Within the records below, reproduce without change the lines from the line that has "Can you spot the blue jersey" through the line that has "Can you spot the batter's", and only those.

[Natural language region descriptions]

======

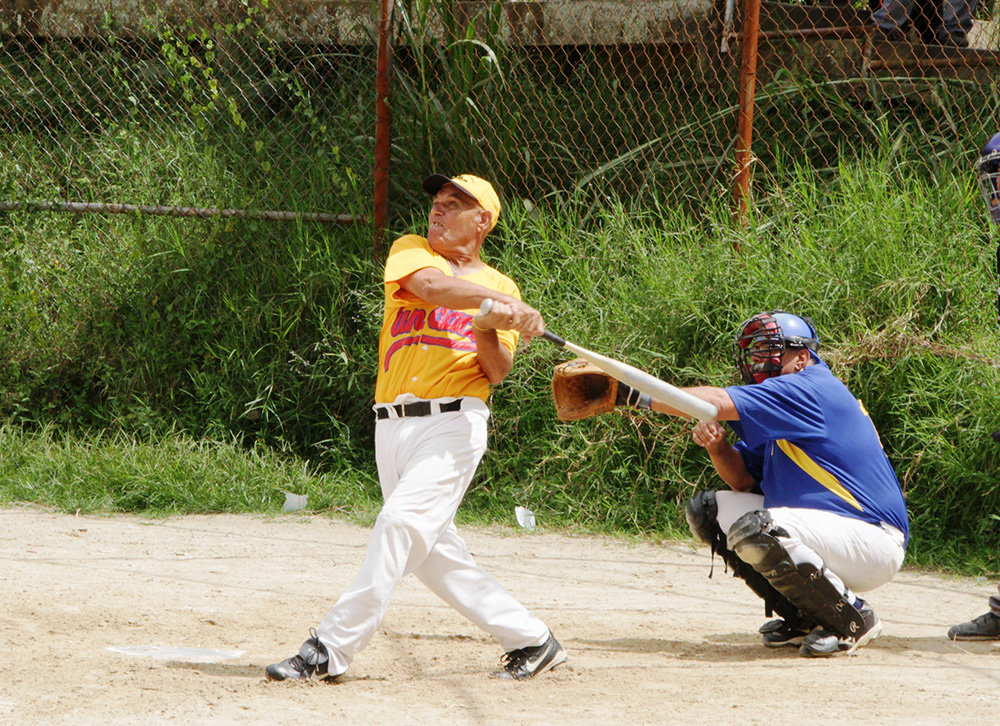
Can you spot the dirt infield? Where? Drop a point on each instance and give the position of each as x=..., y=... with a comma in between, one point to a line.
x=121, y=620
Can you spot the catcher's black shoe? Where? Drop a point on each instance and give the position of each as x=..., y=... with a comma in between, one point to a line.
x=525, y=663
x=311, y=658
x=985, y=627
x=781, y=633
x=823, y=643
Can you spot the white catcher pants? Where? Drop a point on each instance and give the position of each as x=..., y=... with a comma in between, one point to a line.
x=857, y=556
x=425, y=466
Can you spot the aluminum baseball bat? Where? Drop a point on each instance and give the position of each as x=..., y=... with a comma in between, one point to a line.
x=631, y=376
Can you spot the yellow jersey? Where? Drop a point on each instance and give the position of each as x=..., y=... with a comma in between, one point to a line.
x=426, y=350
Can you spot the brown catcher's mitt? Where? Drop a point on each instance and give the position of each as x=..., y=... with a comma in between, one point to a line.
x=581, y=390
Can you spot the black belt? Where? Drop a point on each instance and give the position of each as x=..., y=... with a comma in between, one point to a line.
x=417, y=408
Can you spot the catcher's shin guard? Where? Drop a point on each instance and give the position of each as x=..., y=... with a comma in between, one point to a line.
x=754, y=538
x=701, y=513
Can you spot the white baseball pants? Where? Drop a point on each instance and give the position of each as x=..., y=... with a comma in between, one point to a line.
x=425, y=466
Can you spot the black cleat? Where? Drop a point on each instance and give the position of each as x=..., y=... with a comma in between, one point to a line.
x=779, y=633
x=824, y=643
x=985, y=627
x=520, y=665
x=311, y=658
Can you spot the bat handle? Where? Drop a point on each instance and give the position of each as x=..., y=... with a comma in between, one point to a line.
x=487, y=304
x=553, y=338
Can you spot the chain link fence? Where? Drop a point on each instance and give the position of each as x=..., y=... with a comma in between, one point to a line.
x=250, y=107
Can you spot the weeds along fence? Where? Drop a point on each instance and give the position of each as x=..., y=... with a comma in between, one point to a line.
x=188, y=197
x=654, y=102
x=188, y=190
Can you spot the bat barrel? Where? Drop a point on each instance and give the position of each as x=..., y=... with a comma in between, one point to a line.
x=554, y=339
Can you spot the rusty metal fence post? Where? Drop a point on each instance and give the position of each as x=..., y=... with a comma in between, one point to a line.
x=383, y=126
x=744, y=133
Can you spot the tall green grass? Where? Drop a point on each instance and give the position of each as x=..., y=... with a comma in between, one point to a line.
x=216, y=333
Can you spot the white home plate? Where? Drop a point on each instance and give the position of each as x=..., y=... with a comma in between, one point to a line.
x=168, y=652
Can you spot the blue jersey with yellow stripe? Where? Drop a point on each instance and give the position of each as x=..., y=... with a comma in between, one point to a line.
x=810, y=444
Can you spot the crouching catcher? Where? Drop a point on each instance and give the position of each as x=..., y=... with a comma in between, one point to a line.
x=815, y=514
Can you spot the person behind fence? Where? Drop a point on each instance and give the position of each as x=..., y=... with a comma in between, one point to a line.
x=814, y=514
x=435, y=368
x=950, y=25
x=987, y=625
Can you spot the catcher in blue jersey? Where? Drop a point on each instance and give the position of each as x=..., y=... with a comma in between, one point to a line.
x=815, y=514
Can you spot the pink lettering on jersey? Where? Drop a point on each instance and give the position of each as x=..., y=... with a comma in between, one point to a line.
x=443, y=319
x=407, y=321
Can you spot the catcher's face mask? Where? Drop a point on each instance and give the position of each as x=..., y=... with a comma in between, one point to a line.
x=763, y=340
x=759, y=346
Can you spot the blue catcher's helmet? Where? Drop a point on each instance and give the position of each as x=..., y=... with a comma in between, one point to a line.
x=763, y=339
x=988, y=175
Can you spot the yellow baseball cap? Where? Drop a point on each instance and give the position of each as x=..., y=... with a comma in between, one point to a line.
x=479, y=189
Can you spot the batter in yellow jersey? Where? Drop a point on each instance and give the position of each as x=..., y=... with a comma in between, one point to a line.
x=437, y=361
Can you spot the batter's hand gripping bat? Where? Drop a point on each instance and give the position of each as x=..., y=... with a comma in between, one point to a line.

======

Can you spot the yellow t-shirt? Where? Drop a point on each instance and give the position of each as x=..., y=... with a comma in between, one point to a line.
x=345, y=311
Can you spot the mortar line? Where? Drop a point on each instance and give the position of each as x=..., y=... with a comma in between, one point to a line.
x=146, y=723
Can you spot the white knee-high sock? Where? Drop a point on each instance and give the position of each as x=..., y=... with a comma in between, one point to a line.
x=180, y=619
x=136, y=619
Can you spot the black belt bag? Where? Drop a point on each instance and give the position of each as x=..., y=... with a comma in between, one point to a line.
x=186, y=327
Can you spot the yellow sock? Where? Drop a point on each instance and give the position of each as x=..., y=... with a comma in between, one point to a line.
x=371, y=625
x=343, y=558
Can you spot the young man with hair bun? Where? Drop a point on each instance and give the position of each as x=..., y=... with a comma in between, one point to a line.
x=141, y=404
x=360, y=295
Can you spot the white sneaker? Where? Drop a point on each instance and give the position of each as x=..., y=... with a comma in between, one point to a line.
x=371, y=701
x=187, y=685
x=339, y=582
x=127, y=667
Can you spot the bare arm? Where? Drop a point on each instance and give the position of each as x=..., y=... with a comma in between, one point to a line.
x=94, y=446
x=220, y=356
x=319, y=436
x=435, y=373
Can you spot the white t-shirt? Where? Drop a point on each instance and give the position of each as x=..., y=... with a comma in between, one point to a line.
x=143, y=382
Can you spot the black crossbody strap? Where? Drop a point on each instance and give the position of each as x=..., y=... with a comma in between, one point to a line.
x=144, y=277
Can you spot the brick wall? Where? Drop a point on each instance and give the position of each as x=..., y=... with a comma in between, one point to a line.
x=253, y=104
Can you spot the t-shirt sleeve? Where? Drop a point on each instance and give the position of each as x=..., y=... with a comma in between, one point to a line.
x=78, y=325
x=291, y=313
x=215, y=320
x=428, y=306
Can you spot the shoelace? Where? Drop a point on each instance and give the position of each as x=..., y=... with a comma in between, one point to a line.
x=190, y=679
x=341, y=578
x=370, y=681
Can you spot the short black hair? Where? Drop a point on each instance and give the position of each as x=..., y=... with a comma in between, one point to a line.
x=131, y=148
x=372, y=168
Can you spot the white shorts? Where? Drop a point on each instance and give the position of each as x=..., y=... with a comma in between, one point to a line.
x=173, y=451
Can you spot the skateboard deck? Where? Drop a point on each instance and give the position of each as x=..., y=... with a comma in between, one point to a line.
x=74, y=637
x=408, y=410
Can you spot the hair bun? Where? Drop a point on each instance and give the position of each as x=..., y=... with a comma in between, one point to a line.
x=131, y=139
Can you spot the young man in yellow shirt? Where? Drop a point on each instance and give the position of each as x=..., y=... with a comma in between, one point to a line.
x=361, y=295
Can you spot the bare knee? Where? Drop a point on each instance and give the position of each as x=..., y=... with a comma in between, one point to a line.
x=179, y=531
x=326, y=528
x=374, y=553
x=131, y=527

======

__Task answer__:
Can you spot the blue jersey with yellow stripe? Where? Drop a point on each instance and give the position of each as x=..., y=... with a comma in between, one point to a line.
x=810, y=444
Can you spot the crouching catcher? Where? Drop a point on each instance and give the position of each as x=..., y=... with a comma in between, one point to a line.
x=815, y=514
Can you spot the person behind fence? Where? Drop a point on each instance and give the position of each as x=..., y=... with a comma in between, one point to a line.
x=814, y=514
x=435, y=368
x=950, y=25
x=987, y=625
Can you spot the catcher in blue jersey? Where? Drop a point on each instance and give the position of each as x=..., y=... with a comma in between, one point to a line.
x=815, y=514
Can you spot the pink lettering on jersey? Where? Drop a point on each instance and give the position of each as x=..., y=... with a comma in between, one point to a line.
x=443, y=319
x=407, y=321
Can you spot the catcher's face mask? Where? Drop a point on each instance and give the position of each as x=..., y=... with a comma in between, one point to a line.
x=763, y=340
x=759, y=346
Can you spot the blue catcher's helmet? Where? Drop a point on each instance and give the position of each as x=..., y=... with a comma in between, one point to a line.
x=763, y=339
x=988, y=175
Can you spot the yellow baseball cap? Where? Drop a point on each instance and give the position of each as x=..., y=... with a comma in between, one point to a line.
x=479, y=189
Can you spot the batter in yellow jersey? Where? Drop a point on each instance and give the position of each as x=..., y=... with a comma in between, one point to a line.
x=437, y=361
Can you spot the batter's hand gripping bat? Where? Drop a point on each instance and give the position of each as x=..., y=... with a comma in between, one point to a line.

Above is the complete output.